Your instructions: Of the lines below, write out exactly those from the line with "Query: rooftop" through the line with "Task — for every instance of the turquoise", both included, and skip the rest.

Data section below:

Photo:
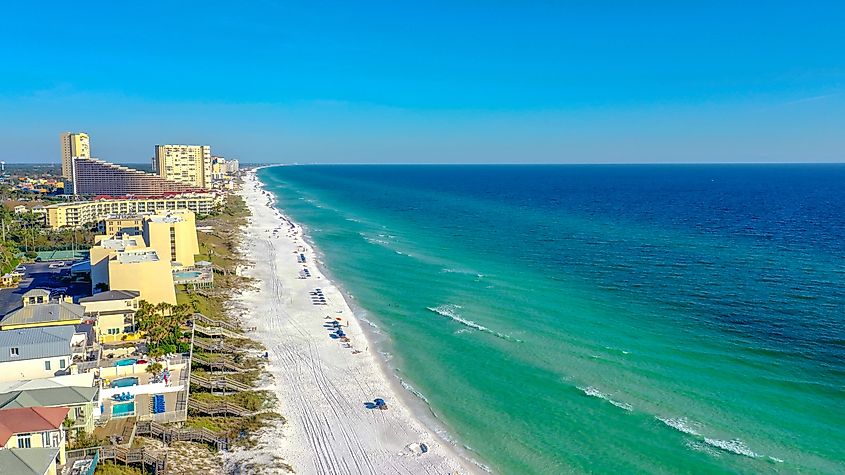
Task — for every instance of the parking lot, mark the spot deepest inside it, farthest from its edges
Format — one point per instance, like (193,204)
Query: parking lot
(40,275)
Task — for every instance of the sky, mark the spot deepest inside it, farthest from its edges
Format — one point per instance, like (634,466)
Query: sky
(428,81)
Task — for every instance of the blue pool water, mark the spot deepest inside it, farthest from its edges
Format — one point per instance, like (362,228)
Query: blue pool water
(124,382)
(123,410)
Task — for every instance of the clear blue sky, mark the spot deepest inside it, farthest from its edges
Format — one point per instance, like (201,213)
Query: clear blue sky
(428,81)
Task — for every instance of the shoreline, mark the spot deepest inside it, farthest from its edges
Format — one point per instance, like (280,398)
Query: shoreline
(323,384)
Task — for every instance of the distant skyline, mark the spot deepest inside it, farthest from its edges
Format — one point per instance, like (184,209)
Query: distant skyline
(428,82)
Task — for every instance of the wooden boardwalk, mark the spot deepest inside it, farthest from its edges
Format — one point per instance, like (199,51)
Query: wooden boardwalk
(219,382)
(168,435)
(221,409)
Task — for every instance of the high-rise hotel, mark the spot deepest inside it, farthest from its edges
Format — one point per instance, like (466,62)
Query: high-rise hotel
(190,164)
(90,176)
(73,145)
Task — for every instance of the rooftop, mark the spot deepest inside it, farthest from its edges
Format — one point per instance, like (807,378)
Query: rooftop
(167,218)
(111,295)
(30,419)
(48,397)
(38,313)
(34,461)
(33,343)
(118,244)
(136,256)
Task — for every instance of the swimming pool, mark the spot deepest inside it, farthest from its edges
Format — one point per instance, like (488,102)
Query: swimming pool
(124,382)
(123,410)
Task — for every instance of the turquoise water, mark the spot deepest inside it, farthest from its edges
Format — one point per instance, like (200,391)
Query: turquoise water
(123,410)
(608,319)
(124,382)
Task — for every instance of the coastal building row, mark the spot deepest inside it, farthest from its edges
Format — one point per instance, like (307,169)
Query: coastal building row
(97,177)
(190,164)
(68,369)
(178,169)
(84,213)
(73,145)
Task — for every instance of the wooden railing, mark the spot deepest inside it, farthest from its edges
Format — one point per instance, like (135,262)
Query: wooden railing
(218,331)
(217,346)
(221,409)
(169,435)
(125,456)
(224,365)
(219,383)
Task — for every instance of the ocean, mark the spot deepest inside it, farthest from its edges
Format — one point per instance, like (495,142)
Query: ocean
(600,319)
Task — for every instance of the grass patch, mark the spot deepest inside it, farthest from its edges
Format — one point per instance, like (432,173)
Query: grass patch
(249,400)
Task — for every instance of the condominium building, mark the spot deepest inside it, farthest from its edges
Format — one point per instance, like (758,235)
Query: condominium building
(222,168)
(98,177)
(84,213)
(126,263)
(173,234)
(190,164)
(73,145)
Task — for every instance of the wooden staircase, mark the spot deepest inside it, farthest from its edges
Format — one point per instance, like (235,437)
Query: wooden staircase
(221,409)
(220,382)
(169,435)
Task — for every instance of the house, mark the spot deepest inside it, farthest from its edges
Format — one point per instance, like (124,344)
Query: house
(78,400)
(132,391)
(40,352)
(113,313)
(32,428)
(39,310)
(39,461)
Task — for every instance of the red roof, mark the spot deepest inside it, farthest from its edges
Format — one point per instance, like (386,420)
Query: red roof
(30,419)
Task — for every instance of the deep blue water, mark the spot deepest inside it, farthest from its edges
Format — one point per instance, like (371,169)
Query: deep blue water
(671,318)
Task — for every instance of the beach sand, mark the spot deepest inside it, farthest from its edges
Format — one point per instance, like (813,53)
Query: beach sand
(322,385)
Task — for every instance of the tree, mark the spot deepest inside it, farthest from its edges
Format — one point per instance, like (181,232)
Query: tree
(162,326)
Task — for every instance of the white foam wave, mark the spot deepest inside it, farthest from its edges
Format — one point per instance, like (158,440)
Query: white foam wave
(680,424)
(416,393)
(450,311)
(736,446)
(593,392)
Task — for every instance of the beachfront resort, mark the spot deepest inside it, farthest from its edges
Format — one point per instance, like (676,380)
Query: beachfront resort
(119,352)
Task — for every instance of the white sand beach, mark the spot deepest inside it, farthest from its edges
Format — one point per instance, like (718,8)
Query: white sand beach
(322,383)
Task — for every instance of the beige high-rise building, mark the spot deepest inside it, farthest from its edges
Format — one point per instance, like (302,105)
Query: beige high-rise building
(173,234)
(189,164)
(73,145)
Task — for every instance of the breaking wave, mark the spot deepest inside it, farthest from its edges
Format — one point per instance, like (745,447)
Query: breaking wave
(451,311)
(593,392)
(734,446)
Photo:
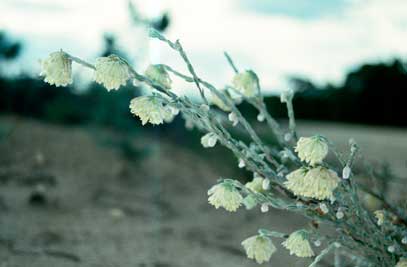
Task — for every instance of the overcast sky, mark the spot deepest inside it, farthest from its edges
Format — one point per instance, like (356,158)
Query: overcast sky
(318,39)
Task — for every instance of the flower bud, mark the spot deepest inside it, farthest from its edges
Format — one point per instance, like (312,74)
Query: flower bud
(158,75)
(246,83)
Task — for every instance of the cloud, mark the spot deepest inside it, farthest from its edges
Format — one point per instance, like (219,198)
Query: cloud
(274,44)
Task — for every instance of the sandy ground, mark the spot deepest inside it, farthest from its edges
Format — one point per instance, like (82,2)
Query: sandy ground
(104,210)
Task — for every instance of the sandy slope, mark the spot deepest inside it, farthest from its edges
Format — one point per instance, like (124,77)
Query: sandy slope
(107,211)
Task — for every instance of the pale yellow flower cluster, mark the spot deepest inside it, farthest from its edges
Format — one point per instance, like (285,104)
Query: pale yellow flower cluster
(298,244)
(402,263)
(312,150)
(226,196)
(150,109)
(318,182)
(112,72)
(57,69)
(259,248)
(246,83)
(209,140)
(256,185)
(380,216)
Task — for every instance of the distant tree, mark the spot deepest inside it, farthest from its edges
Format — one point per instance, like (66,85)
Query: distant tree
(9,49)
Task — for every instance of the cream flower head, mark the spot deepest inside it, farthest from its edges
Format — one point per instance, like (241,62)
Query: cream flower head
(209,140)
(259,248)
(57,69)
(256,185)
(318,183)
(312,150)
(226,196)
(297,243)
(402,263)
(150,109)
(296,181)
(111,71)
(246,83)
(159,75)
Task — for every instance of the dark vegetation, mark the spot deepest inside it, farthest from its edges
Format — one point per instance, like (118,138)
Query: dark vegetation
(371,94)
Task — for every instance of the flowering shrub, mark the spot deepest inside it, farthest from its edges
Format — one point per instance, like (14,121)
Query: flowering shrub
(292,175)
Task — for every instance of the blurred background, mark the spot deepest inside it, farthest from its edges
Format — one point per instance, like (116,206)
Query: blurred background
(83,184)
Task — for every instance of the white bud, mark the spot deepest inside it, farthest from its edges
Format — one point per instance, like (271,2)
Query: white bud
(264,208)
(287,137)
(209,140)
(233,118)
(261,117)
(266,184)
(204,107)
(324,208)
(174,110)
(346,172)
(242,164)
(391,249)
(284,155)
(286,96)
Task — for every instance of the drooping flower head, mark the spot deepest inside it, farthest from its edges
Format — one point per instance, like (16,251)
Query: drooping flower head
(256,185)
(297,243)
(57,69)
(209,140)
(150,109)
(259,248)
(312,150)
(111,71)
(296,181)
(159,75)
(246,83)
(402,263)
(318,183)
(225,195)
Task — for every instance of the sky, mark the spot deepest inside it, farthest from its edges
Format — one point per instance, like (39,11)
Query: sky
(317,39)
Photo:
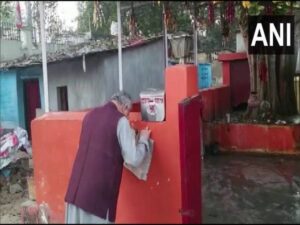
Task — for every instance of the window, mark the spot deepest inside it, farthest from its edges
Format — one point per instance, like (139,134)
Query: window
(62,98)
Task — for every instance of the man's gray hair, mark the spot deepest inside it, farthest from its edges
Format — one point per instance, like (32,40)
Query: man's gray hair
(122,98)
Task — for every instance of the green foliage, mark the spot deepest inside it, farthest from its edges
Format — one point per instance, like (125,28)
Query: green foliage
(85,18)
(6,11)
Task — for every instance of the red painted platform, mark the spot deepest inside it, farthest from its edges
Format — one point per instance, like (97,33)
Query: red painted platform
(283,139)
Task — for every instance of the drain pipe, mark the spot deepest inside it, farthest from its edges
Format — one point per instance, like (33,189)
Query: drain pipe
(44,56)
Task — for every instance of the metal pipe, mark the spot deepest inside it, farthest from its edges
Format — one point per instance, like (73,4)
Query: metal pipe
(195,39)
(120,46)
(165,36)
(44,56)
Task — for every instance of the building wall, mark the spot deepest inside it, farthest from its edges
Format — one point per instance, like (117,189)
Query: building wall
(9,117)
(23,74)
(143,68)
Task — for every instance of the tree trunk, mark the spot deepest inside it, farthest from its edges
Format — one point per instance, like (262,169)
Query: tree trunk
(279,89)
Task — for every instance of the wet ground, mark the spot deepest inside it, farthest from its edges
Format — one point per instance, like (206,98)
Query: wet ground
(236,189)
(251,189)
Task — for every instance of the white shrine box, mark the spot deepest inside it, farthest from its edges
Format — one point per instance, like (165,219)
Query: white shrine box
(153,105)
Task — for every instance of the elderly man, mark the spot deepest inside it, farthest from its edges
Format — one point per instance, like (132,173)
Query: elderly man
(106,141)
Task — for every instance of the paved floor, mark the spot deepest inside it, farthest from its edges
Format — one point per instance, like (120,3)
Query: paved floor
(251,189)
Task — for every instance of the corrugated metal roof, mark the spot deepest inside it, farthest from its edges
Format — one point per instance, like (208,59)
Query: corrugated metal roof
(73,52)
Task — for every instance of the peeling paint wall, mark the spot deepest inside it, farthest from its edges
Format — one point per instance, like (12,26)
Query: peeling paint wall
(143,67)
(9,117)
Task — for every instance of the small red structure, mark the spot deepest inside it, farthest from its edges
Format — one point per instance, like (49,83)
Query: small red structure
(241,137)
(236,74)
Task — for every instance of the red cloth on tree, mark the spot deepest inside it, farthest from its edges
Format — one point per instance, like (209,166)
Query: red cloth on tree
(263,71)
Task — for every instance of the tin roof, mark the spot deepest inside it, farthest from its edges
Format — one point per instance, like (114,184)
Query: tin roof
(75,51)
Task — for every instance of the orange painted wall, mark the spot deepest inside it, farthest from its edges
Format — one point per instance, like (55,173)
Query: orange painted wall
(158,200)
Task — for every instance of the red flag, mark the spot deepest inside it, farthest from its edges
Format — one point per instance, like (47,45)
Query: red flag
(18,16)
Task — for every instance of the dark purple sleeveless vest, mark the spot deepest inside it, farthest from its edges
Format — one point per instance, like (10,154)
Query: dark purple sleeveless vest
(97,170)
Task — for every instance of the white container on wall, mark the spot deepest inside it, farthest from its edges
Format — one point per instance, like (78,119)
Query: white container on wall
(153,105)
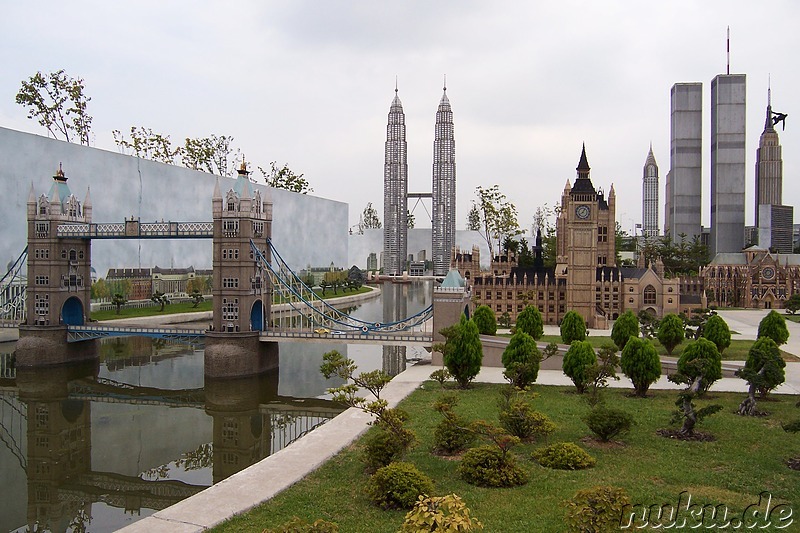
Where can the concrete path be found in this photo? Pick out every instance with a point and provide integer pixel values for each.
(262, 481)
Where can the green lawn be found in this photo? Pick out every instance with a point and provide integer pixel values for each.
(747, 457)
(188, 307)
(737, 351)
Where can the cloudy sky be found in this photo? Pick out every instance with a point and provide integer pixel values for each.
(310, 83)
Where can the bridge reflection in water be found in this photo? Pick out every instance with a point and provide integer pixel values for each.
(99, 445)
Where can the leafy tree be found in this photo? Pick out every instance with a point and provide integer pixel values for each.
(474, 218)
(717, 331)
(577, 361)
(640, 363)
(625, 327)
(369, 218)
(160, 298)
(462, 351)
(792, 305)
(698, 367)
(284, 178)
(209, 154)
(774, 326)
(521, 360)
(763, 371)
(58, 103)
(573, 328)
(530, 321)
(147, 144)
(118, 300)
(670, 332)
(498, 217)
(99, 290)
(485, 320)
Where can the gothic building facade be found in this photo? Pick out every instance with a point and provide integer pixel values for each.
(585, 278)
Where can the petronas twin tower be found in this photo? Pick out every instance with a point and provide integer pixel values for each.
(395, 190)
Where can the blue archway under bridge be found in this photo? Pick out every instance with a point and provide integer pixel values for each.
(72, 312)
(257, 316)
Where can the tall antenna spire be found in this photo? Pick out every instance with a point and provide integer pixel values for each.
(729, 50)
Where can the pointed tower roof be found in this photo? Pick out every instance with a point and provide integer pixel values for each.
(243, 188)
(583, 185)
(651, 159)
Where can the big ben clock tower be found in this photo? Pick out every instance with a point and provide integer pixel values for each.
(585, 230)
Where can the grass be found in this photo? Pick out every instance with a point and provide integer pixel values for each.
(737, 351)
(189, 307)
(747, 457)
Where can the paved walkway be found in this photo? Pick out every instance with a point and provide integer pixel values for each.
(262, 481)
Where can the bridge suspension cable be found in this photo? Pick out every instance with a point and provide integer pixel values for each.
(314, 310)
(13, 291)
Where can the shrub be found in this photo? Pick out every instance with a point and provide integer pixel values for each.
(522, 421)
(439, 513)
(485, 320)
(521, 359)
(530, 321)
(578, 359)
(607, 423)
(397, 486)
(717, 331)
(640, 363)
(489, 466)
(701, 360)
(774, 326)
(296, 525)
(596, 510)
(626, 326)
(564, 456)
(462, 351)
(670, 332)
(573, 328)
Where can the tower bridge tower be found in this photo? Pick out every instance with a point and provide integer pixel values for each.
(59, 269)
(242, 297)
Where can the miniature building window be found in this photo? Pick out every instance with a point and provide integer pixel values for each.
(649, 295)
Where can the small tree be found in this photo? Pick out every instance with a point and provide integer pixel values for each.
(118, 301)
(670, 332)
(625, 327)
(485, 320)
(58, 103)
(160, 298)
(698, 367)
(577, 361)
(640, 363)
(462, 351)
(774, 326)
(717, 331)
(763, 371)
(521, 360)
(530, 321)
(573, 328)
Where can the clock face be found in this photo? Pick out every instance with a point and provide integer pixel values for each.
(582, 211)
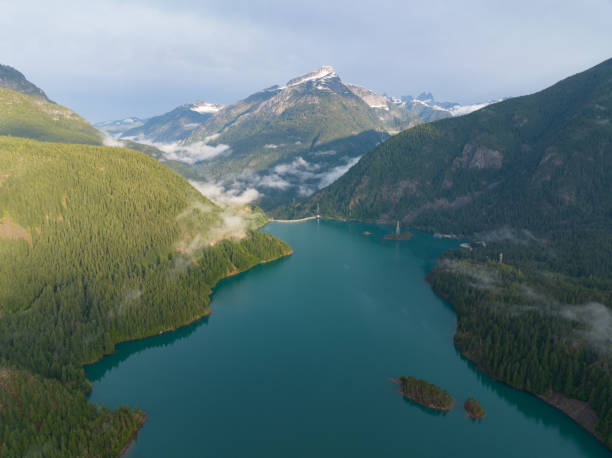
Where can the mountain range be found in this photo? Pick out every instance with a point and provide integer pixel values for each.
(98, 245)
(284, 142)
(529, 181)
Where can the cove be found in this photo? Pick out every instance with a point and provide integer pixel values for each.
(295, 361)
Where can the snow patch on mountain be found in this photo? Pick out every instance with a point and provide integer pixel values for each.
(206, 107)
(325, 72)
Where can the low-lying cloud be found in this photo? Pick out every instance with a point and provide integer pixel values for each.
(219, 194)
(188, 154)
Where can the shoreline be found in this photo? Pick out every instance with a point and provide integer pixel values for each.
(556, 400)
(206, 313)
(307, 218)
(132, 439)
(397, 381)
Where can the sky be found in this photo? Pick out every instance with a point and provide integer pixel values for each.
(108, 59)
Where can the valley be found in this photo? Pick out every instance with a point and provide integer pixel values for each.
(107, 244)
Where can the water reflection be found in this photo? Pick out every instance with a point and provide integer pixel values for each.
(125, 350)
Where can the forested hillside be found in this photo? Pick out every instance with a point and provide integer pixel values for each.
(529, 179)
(98, 245)
(32, 116)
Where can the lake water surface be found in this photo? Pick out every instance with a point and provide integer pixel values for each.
(296, 357)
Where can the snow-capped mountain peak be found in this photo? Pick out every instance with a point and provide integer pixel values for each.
(205, 107)
(325, 72)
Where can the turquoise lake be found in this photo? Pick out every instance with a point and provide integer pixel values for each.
(296, 358)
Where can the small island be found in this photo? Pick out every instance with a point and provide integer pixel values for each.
(398, 234)
(474, 409)
(424, 393)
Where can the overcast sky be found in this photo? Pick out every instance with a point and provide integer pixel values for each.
(109, 59)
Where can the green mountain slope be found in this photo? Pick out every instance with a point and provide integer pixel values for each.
(531, 178)
(35, 117)
(176, 125)
(14, 80)
(98, 245)
(529, 162)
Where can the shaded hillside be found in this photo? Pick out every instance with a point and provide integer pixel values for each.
(98, 245)
(529, 162)
(35, 117)
(529, 180)
(14, 80)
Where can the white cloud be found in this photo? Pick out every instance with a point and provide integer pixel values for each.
(187, 154)
(218, 193)
(114, 58)
(329, 177)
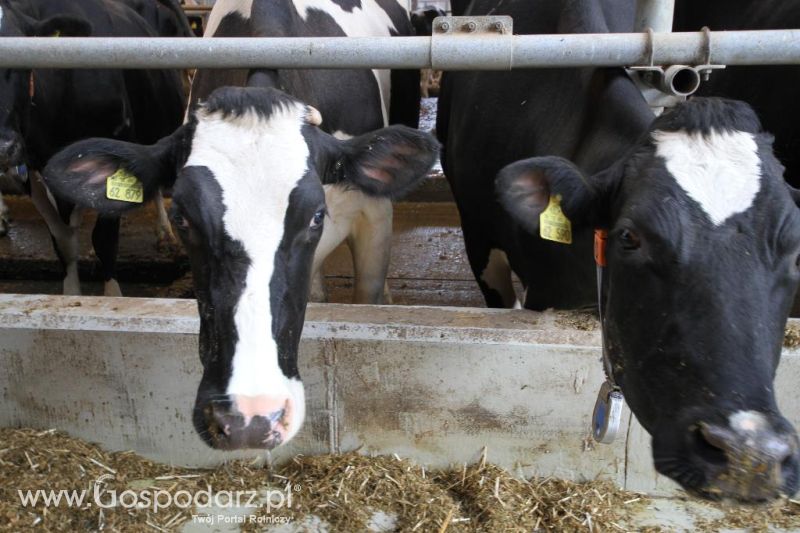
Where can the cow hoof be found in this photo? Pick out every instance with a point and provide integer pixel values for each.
(168, 244)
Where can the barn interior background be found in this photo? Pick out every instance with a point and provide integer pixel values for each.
(132, 397)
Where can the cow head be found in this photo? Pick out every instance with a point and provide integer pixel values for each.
(17, 85)
(250, 208)
(702, 269)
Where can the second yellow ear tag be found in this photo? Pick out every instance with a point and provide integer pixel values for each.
(125, 187)
(553, 224)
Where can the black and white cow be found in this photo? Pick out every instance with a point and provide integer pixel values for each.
(771, 90)
(42, 111)
(250, 208)
(702, 257)
(350, 101)
(253, 202)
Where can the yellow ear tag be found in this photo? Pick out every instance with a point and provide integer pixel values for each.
(125, 187)
(553, 224)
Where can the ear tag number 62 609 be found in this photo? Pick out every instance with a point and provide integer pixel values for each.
(607, 414)
(125, 187)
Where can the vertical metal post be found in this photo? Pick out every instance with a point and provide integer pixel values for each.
(656, 14)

End of Data section.

Response for this exercise:
Query: rooftop
(167,218)
(111,295)
(30,419)
(48,397)
(38,313)
(34,461)
(33,343)
(118,244)
(136,256)
Task — for every instance of the swimming pool, mark the spot deepest inside it, farthest from its edges
Format — one point per instance, like (488,102)
Query: swimming pool
(124,382)
(123,410)
Task — for every instance of the turquoise water, mark the spot deepest inside it, farthest from its edges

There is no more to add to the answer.